Page extract |
Plaintiffs argue allowing respondent’s visitation merely because Randi adopted child makes section 3104, subdivision (b)(5) unconstitutional as applied. But as plaintiffs concede, they never voiced this claim, either in the trial court or in their opening brief.
As-applied constitutional challenges must be raised in the trial court or they are forfeited. (In re Sheena K. (2007) 40 Cal.4th 875, 881-882, 886-887.) Moreover we do not consider arguments raised for the first time in a reply brief without a showing of good cause. (Doe v. California Dept. of Justice (2009) 173 Cal.App.4th 1095, 1115.)
Plaintiffs have not made such a showing. Their claim they raised the issues of jurisdiction and standing in the trial court does not suffice. Those have nothing to do with the constitutionality of the section. And the two federal cases plaintiffs cite to support their claim the argument can be raised for the first time on appeal are inapt. Aside from the fact we are not bound by federal cases (Haynes v. EMC Mortgage Corp. (2012) 205 Cal.App.4th 329, 335), Gilchrist v. Jim Slemons Imports, Inc. (9th Cir. 1986) 803 F.3d 1488 and Wolf v. Reliance Standard Life Ins. Co. (1st Cir. 1995) they deal with the very limited issue of waiver of an Employment Retirement Income Security Act preemption defense (Gilchrist, at p. 1497; Wolf, at p. 449 & fn. 8). Thus, plaintiffs’ constitutional argument is doubly forfeited. It also fails on the merits.

Data shown |
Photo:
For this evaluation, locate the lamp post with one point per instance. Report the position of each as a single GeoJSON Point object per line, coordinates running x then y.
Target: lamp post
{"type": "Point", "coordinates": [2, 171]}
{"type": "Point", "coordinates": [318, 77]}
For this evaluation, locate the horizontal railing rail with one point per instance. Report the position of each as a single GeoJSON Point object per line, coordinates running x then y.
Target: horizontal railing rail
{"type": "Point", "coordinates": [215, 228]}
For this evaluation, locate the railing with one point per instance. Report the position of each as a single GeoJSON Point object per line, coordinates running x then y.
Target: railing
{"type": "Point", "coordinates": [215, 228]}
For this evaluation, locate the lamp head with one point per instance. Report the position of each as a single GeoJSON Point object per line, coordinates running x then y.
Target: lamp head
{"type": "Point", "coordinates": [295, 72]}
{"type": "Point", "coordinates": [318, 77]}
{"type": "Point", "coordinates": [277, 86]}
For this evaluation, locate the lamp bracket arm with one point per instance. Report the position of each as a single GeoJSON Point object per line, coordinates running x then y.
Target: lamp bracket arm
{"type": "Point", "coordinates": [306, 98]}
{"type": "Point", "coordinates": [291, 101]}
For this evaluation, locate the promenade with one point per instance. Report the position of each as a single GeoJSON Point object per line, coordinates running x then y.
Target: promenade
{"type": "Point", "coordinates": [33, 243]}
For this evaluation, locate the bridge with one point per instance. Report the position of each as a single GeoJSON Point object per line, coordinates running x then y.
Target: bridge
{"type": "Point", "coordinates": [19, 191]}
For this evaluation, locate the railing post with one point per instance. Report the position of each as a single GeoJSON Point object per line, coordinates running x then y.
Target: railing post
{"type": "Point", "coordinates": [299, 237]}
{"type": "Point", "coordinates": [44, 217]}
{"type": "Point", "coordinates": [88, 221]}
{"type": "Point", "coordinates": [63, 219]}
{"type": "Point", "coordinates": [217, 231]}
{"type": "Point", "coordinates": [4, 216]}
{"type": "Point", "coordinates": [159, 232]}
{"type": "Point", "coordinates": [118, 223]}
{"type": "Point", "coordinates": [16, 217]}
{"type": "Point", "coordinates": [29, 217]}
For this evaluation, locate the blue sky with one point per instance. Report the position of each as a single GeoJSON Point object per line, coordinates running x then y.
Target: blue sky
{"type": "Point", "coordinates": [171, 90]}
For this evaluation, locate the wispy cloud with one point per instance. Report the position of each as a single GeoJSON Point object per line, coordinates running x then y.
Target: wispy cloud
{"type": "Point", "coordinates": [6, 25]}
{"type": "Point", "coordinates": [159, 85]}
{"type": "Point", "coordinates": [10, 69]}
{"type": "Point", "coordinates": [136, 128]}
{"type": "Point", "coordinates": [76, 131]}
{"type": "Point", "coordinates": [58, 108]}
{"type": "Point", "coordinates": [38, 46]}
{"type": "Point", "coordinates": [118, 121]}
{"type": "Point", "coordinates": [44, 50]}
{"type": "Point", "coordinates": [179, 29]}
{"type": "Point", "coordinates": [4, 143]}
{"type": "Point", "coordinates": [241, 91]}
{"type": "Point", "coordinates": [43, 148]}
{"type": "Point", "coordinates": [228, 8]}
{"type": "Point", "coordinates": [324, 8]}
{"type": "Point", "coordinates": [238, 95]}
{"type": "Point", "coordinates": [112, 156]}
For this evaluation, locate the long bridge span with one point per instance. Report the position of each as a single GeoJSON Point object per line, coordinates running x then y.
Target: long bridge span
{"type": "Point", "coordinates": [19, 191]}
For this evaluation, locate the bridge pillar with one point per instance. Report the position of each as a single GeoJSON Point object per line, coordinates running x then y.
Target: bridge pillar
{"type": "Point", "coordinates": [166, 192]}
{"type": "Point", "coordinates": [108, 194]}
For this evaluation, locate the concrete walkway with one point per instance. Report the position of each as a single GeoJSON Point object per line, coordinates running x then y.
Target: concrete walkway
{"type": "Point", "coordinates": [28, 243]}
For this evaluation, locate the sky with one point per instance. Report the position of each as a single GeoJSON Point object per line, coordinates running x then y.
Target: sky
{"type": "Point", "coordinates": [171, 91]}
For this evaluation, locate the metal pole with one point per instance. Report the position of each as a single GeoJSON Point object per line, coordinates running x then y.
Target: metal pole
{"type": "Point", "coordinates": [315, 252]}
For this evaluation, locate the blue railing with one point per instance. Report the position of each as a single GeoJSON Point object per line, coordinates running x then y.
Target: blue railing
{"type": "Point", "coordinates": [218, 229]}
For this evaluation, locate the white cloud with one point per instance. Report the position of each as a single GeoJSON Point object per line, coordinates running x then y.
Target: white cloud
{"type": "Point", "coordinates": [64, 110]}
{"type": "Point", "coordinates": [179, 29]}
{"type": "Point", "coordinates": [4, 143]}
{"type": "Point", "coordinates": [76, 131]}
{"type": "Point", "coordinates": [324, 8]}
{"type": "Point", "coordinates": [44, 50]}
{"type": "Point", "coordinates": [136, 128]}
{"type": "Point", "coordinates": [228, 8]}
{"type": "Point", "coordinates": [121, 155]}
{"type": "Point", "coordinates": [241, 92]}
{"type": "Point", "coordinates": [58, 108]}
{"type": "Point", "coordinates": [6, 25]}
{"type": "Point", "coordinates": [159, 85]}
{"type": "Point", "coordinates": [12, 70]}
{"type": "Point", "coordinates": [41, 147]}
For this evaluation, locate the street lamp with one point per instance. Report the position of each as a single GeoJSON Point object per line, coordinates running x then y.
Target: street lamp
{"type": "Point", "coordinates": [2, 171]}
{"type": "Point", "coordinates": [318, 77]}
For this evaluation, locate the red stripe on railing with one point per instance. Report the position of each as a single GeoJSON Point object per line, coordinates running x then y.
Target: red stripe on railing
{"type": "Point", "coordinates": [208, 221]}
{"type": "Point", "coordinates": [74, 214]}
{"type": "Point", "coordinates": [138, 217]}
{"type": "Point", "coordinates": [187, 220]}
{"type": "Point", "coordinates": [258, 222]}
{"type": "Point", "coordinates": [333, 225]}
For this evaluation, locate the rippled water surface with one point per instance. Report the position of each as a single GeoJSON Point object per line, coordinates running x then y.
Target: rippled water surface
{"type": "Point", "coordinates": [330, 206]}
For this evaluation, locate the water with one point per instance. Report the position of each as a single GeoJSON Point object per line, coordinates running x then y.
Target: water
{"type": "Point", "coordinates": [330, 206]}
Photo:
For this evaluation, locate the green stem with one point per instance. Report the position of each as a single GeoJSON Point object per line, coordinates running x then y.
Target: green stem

Job A |
Answer these questions about the court opinion on forfeiture, one answer per line, marked the same way:
(i) Which section and subdivision do the plaintiffs claim is unconstitutional as applied?
(ii) What must be shown before the court will consider an argument first raised in a reply brief?
(iii) What limited issue do the two federal cases cited by the plaintiffs deal with?
Job B |
Proceed with the court opinion on forfeiture, picking up right after its final sentence.

Exercise response A |
(i) Section 3104, subdivision (b)(5)
(ii) Good cause
(iii) Waiver of an Employment Retirement Income Security Act preemption defense

Exercise response B |
Plaintiffs point to Troxel v. Granville (2000) 530 U.S. 57 (Troxel), where the court invalidated a Washington State statute that allowed visitation by any nonparent was unconstitutional as applied because it infringed on parents’ fundamental right to raise their children. (Id. at p. 67.) The court noted the difference between the Washington statute and statutes in other states, including section 3104, subdivision (e), which includes the rebuttable presumption grandparent visitation is not in a child’s best interest if the parents oppose it. (Troxel, at pp. 69-70.) Troxel does not affect visitation in this case. None of the cases cited by plaintiffs in support of their claim respondent is no longer a grandparent stand for that proposition. In Ed H., supra, 14 Cal.App.5th 899 great-grandparents sought visitation under sections 3103 and 3104. After determining section 3103 did not apply because the proceeding had been brought after the judgment of dissolution (id. at p. 907), the court also held section 3104 did not apply to great-grandparents (id. at p. 909). Because the statute did not define “grandparent,” the court relied on the ordinary meaning as defined in the dictionary, i.e., “‘a parent’s parent’” or “‘a parent of one’s father or mother.’” (Id. at p. 908.)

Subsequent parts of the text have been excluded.